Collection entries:
▼▼▼
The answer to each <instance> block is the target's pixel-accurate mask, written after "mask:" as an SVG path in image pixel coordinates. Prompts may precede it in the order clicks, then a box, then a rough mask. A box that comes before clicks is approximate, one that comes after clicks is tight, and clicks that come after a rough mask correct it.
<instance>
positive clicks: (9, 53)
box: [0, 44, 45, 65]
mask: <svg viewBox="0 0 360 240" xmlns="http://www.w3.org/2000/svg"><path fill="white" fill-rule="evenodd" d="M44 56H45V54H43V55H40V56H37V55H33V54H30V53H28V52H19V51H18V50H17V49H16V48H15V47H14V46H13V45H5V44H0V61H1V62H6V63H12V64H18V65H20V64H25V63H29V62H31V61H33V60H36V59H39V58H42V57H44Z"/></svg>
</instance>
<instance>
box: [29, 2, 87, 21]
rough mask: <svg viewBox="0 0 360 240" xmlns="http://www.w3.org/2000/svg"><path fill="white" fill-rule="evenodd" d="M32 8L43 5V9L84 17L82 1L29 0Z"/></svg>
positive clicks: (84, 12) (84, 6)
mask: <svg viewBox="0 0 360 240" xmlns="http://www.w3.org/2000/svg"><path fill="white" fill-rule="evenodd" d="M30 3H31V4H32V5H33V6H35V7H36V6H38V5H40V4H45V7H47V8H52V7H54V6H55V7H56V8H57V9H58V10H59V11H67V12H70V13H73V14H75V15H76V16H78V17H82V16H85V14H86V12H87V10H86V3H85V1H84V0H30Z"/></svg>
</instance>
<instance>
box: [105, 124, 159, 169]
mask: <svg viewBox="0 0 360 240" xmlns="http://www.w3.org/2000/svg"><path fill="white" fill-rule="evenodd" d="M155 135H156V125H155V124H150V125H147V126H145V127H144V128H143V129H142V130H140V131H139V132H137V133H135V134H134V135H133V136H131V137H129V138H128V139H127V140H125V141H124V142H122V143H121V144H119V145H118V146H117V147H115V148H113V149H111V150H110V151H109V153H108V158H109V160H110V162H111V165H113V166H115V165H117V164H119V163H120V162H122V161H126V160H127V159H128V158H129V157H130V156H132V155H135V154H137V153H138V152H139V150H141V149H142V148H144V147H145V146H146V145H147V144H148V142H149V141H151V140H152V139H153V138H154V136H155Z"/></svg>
▲▲▲
Tally the lines of the records above that contain the string "positive", matching case exactly, and give only the number.

• RESULT
2